[Object position labeling data]
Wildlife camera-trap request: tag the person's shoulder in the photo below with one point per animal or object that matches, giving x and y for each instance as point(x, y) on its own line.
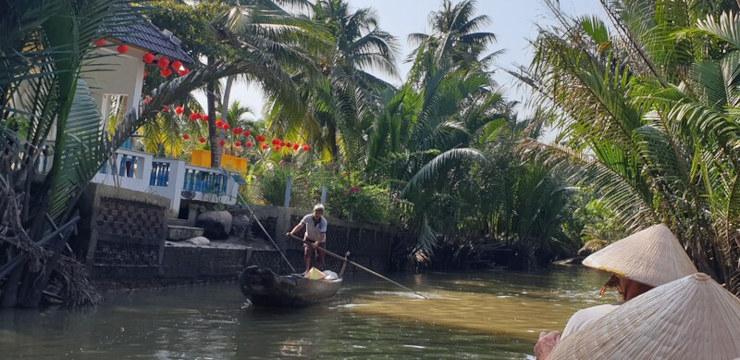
point(586, 316)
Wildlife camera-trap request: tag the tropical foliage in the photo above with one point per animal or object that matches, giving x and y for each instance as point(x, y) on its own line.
point(648, 114)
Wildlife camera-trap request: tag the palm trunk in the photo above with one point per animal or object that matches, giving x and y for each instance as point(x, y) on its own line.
point(213, 137)
point(226, 97)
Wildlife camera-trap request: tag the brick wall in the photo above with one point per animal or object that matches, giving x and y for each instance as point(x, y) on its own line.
point(125, 232)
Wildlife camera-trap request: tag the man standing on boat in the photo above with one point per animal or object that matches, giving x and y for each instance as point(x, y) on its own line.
point(314, 235)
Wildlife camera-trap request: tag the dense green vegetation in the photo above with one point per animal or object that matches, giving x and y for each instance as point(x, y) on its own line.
point(644, 104)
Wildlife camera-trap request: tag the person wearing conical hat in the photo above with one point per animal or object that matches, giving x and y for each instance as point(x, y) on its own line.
point(690, 318)
point(638, 263)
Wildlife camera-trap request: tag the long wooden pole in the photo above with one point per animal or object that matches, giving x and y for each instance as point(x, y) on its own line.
point(244, 202)
point(362, 267)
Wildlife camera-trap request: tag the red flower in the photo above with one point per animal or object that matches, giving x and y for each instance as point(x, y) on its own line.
point(149, 58)
point(163, 62)
point(176, 65)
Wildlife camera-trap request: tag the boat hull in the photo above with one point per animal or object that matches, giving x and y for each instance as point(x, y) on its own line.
point(265, 288)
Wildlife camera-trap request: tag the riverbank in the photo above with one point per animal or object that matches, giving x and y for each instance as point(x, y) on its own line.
point(206, 321)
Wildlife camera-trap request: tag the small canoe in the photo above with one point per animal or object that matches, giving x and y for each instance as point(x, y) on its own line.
point(265, 288)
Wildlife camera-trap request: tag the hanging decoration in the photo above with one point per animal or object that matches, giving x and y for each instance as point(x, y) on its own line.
point(163, 62)
point(148, 58)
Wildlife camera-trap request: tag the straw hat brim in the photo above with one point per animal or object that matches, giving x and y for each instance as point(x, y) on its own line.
point(652, 256)
point(690, 318)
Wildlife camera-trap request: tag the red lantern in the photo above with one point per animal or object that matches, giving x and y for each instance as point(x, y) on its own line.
point(149, 58)
point(163, 62)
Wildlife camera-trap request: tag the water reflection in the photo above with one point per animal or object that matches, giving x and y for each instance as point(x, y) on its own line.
point(494, 315)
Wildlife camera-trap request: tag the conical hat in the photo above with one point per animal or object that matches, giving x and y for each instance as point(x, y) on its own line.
point(652, 256)
point(690, 318)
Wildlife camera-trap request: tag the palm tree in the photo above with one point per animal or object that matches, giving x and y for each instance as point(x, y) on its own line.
point(455, 41)
point(338, 105)
point(655, 151)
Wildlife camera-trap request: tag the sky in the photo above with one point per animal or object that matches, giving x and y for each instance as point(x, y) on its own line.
point(515, 23)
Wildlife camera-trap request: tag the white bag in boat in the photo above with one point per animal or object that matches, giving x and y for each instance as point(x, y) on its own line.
point(315, 274)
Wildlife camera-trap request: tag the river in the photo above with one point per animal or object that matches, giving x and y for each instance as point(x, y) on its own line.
point(484, 315)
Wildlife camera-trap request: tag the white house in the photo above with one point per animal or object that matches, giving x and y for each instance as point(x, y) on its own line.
point(120, 89)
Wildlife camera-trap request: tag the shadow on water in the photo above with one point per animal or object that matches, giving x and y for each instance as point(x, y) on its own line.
point(489, 315)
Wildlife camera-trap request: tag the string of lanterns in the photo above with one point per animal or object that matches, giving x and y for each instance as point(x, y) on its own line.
point(242, 138)
point(166, 67)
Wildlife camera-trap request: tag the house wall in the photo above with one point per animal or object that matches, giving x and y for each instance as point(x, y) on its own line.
point(120, 74)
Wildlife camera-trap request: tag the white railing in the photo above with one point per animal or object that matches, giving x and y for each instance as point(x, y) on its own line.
point(172, 179)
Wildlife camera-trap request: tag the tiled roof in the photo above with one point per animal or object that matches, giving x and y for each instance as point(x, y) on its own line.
point(141, 33)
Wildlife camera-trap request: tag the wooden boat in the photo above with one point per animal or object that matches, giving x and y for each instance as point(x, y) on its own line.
point(265, 288)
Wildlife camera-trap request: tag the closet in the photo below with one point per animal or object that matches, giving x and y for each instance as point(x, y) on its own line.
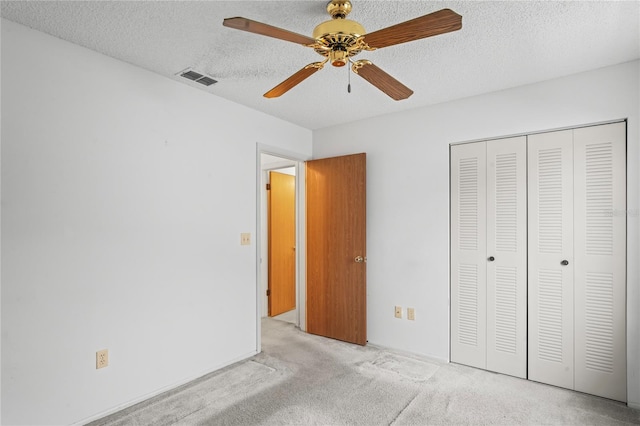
point(538, 257)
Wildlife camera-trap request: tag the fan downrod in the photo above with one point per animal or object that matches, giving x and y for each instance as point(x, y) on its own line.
point(339, 9)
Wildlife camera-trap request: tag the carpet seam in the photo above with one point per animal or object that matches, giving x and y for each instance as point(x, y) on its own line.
point(404, 408)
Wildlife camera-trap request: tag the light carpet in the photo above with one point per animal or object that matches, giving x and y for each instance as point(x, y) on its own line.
point(302, 379)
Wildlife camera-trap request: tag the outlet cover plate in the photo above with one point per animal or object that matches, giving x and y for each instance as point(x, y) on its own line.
point(102, 358)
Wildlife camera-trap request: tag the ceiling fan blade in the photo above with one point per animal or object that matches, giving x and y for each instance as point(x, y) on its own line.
point(256, 27)
point(381, 80)
point(294, 80)
point(440, 22)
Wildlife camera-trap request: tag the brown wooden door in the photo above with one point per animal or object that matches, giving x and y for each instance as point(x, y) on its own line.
point(282, 243)
point(336, 248)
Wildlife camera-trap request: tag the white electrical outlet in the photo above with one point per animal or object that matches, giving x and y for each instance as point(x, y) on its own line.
point(102, 358)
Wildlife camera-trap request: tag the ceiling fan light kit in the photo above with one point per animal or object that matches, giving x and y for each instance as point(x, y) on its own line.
point(340, 38)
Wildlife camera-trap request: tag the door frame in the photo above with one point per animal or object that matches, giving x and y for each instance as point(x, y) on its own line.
point(298, 161)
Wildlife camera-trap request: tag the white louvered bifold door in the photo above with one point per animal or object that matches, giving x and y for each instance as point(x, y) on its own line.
point(550, 284)
point(506, 256)
point(600, 230)
point(468, 247)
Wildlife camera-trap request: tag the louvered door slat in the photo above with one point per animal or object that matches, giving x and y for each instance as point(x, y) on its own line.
point(468, 265)
point(507, 243)
point(600, 364)
point(550, 284)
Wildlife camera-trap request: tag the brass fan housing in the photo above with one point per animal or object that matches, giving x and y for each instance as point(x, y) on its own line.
point(339, 38)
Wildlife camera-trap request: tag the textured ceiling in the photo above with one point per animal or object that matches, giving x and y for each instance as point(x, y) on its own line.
point(501, 44)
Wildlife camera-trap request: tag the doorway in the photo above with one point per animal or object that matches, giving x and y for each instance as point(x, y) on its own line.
point(272, 161)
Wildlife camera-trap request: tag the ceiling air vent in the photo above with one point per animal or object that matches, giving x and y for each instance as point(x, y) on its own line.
point(197, 77)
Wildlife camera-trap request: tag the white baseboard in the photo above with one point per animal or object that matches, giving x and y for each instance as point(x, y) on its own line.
point(157, 392)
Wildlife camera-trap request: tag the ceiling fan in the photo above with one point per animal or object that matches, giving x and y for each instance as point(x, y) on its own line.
point(340, 38)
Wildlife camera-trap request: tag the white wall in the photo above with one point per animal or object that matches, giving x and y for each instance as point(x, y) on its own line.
point(408, 194)
point(123, 198)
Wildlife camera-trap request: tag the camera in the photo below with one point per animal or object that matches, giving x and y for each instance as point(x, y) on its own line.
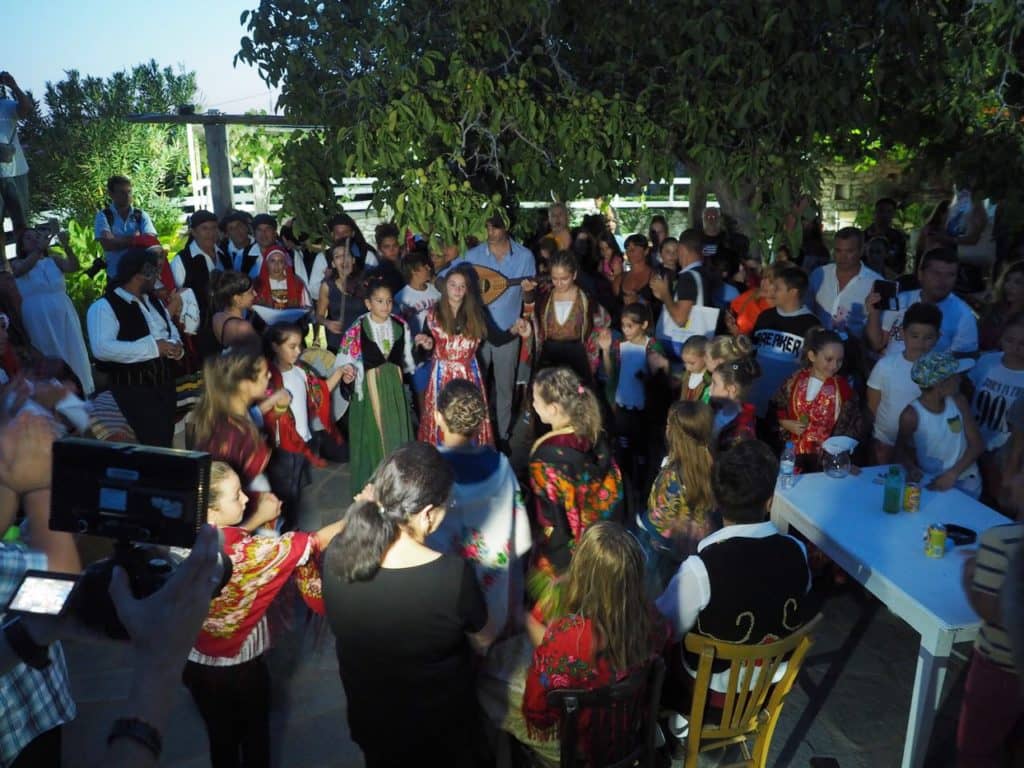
point(147, 500)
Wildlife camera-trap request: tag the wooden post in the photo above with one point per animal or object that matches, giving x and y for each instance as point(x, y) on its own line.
point(220, 167)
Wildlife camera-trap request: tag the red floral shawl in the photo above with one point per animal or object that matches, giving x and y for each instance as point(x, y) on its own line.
point(262, 566)
point(281, 426)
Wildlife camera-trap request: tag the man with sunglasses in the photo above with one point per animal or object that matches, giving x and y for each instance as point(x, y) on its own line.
point(136, 344)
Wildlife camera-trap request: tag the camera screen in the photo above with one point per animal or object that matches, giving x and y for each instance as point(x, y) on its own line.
point(42, 595)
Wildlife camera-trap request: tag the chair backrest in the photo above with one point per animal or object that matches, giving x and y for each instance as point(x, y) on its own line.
point(621, 720)
point(753, 701)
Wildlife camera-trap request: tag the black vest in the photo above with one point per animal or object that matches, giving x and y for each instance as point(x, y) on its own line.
point(132, 327)
point(758, 591)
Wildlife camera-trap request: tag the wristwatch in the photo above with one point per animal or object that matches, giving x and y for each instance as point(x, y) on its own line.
point(35, 655)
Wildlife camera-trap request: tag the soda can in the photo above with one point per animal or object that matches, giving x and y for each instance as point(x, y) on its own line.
point(911, 497)
point(935, 541)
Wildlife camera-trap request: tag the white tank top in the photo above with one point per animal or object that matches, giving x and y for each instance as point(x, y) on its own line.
point(939, 440)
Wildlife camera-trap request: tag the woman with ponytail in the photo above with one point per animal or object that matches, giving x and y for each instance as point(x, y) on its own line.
point(574, 482)
point(404, 617)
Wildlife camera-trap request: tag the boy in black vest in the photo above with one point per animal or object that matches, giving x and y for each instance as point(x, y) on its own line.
point(135, 342)
point(748, 582)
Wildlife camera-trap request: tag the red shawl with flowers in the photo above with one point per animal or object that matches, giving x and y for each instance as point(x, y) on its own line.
point(295, 292)
point(281, 425)
point(826, 415)
point(261, 566)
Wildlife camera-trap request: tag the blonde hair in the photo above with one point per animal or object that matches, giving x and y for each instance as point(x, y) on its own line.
point(562, 387)
point(222, 375)
point(688, 434)
point(606, 564)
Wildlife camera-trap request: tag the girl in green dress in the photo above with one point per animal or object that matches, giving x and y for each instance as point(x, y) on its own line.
point(374, 354)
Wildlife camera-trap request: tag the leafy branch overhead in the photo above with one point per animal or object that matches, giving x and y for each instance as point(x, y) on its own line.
point(457, 107)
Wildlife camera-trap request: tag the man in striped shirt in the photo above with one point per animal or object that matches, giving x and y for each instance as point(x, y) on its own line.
point(991, 710)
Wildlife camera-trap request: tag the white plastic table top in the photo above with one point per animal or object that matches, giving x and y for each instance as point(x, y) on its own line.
point(886, 552)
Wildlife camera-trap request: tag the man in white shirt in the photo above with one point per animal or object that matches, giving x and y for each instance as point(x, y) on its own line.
point(117, 224)
point(838, 291)
point(135, 342)
point(937, 274)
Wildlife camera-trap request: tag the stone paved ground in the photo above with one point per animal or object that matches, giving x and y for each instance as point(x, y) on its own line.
point(860, 723)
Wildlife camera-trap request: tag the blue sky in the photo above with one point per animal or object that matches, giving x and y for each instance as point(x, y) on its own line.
point(44, 38)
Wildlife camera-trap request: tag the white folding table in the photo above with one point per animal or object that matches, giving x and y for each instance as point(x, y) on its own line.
point(886, 554)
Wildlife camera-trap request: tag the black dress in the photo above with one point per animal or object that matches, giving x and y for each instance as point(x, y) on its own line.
point(404, 659)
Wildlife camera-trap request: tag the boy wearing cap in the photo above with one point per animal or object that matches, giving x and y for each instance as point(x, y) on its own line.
point(938, 436)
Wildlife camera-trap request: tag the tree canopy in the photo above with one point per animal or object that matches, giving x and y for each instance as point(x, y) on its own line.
point(462, 105)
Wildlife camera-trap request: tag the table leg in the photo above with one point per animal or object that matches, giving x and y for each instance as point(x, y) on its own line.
point(933, 658)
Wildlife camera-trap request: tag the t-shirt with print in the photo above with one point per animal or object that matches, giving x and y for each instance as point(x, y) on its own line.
point(891, 377)
point(995, 390)
point(413, 305)
point(778, 341)
point(995, 547)
point(958, 332)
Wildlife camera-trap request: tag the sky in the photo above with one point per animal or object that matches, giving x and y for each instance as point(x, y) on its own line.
point(44, 38)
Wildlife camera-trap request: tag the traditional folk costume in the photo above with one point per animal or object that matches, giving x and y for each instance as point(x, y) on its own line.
point(455, 357)
point(379, 420)
point(225, 673)
point(826, 408)
point(573, 485)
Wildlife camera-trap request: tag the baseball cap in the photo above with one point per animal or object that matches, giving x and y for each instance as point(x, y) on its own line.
point(937, 367)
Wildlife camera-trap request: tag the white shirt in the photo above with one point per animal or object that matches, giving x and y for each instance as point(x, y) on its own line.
point(295, 382)
point(891, 377)
point(996, 388)
point(689, 591)
point(841, 309)
point(958, 332)
point(8, 132)
point(102, 326)
point(178, 264)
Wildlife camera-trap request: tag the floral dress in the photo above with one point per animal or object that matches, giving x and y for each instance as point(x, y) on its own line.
point(573, 485)
point(455, 357)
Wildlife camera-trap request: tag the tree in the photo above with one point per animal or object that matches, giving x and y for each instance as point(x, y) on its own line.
point(458, 107)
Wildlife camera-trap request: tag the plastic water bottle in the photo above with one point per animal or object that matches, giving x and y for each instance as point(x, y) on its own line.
point(786, 466)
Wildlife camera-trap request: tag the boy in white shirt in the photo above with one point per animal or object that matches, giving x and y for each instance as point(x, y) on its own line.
point(890, 388)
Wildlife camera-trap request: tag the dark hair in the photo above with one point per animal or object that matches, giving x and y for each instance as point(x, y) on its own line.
point(224, 286)
point(639, 313)
point(691, 241)
point(945, 255)
point(387, 229)
point(794, 276)
point(413, 261)
point(413, 477)
point(743, 480)
point(817, 339)
point(462, 406)
point(117, 180)
point(275, 335)
point(851, 232)
point(922, 313)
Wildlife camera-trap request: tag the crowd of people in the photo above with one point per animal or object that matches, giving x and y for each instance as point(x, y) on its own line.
point(562, 453)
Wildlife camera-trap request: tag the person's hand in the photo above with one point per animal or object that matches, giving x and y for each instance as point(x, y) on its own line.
point(659, 287)
point(657, 361)
point(267, 509)
point(163, 626)
point(943, 482)
point(367, 495)
point(794, 426)
point(26, 453)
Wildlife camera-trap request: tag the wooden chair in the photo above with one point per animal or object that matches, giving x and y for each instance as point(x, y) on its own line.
point(754, 704)
point(623, 722)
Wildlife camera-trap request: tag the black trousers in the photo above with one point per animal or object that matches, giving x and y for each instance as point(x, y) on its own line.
point(235, 702)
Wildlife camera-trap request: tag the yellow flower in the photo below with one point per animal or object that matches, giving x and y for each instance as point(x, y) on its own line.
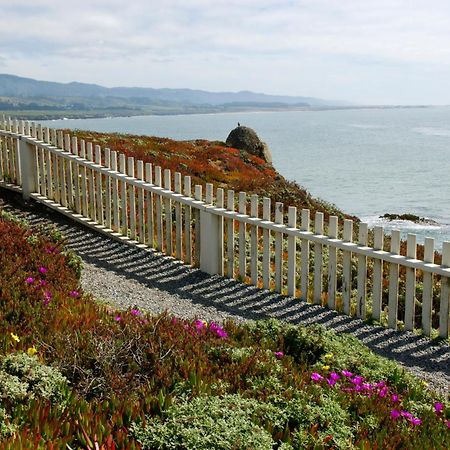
point(32, 350)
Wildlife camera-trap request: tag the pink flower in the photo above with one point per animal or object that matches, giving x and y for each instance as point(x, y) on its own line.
point(406, 414)
point(383, 392)
point(47, 297)
point(334, 376)
point(316, 376)
point(438, 407)
point(357, 379)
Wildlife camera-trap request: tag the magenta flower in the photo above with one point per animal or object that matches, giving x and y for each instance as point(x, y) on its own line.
point(383, 392)
point(316, 376)
point(357, 379)
point(47, 297)
point(438, 407)
point(199, 324)
point(406, 414)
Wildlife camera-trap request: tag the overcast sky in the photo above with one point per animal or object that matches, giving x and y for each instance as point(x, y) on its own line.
point(377, 52)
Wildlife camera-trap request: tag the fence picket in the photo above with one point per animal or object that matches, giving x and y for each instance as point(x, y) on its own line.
point(318, 260)
point(444, 309)
point(427, 296)
point(132, 199)
point(149, 201)
point(76, 175)
point(108, 186)
point(393, 282)
point(242, 240)
point(230, 235)
point(332, 263)
point(266, 244)
point(69, 174)
point(123, 196)
point(254, 241)
point(410, 295)
point(62, 170)
point(178, 219)
point(220, 201)
point(187, 222)
point(377, 284)
point(115, 195)
point(279, 248)
point(99, 185)
point(347, 267)
point(304, 248)
point(84, 184)
point(292, 252)
point(198, 196)
point(361, 305)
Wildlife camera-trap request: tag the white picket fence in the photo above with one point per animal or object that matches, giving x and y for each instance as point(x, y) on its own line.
point(136, 202)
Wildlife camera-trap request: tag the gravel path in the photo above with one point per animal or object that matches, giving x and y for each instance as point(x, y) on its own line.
point(126, 276)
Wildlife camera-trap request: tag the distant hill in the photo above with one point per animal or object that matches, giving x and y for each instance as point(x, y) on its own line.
point(14, 86)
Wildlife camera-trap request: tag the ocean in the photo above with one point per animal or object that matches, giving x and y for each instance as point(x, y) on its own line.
point(368, 162)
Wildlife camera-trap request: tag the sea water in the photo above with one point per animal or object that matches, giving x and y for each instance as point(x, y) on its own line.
point(368, 162)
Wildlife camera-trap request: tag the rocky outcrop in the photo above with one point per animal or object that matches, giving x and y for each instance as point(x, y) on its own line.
point(244, 138)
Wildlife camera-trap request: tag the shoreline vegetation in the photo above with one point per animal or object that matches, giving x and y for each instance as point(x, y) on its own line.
point(79, 374)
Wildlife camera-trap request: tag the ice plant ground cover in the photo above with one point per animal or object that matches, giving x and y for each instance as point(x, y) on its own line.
point(76, 374)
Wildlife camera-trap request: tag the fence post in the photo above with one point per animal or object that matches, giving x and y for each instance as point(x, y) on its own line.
point(209, 242)
point(27, 167)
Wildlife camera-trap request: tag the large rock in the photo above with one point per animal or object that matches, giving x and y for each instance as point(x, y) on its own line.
point(245, 138)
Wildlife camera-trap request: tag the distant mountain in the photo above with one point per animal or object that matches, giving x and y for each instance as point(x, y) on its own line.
point(19, 87)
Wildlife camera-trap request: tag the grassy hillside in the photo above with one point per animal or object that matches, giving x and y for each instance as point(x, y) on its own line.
point(214, 162)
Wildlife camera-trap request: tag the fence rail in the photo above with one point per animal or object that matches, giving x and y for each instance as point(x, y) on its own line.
point(247, 239)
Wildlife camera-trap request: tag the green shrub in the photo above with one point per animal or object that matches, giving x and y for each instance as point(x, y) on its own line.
point(24, 377)
point(206, 423)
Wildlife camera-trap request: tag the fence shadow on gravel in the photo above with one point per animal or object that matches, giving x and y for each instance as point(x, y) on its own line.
point(237, 299)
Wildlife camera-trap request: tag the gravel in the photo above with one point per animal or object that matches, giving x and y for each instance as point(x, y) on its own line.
point(126, 276)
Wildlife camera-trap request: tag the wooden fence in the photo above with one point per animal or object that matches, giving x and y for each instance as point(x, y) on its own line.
point(146, 206)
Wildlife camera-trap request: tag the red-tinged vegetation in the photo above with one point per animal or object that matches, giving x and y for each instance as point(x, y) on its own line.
point(213, 162)
point(127, 369)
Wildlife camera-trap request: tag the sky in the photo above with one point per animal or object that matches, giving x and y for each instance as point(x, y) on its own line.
point(366, 52)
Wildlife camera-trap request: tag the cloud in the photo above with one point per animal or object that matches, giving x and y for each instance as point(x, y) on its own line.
point(229, 44)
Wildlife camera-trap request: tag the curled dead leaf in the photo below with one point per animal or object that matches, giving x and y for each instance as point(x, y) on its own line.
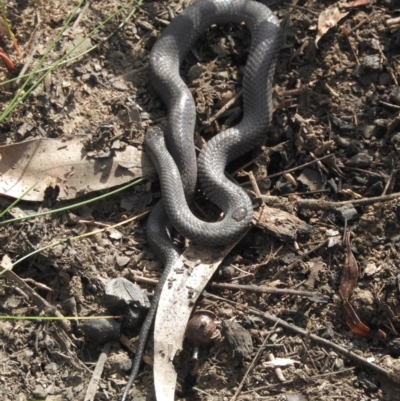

### Task goal
Copy out the lines of the data above word for word, beginning at the line that contains "Wildlife camera-trap request: tag the brown" and ending at the line that contains "point(468, 247)", with both of those lines included.

### Written solution
Wildlife camera-trap request: tag the brown wooden door in the photo above with one point per animal or object that matches, giving x and y for each instance as point(x, y) on its own line.
point(282, 243)
point(336, 248)
Wildlife camera-trap request: tag the white electrical outlet in the photo above with one point per animal or object that matches, giving x and y for each instance as point(x, y) on its own line.
point(102, 358)
Wildlife camera-trap request: tag the ceiling fan light kit in the photo above with one point per animal or object that matches, giving x and y for each instance as point(x, y) on its own line.
point(340, 38)
Wildlife camera-trap request: tag the door frame in the photo above with one point per animal or object that matches, giving x and y for each instance as point(x, y) on its own line.
point(298, 161)
Wildlife camera-trap request: tag the white louvered bifold door in the photo above with one point per animal or object that matches, giving x and y for each instance as point(x, y) on its own line.
point(550, 284)
point(506, 256)
point(600, 230)
point(468, 247)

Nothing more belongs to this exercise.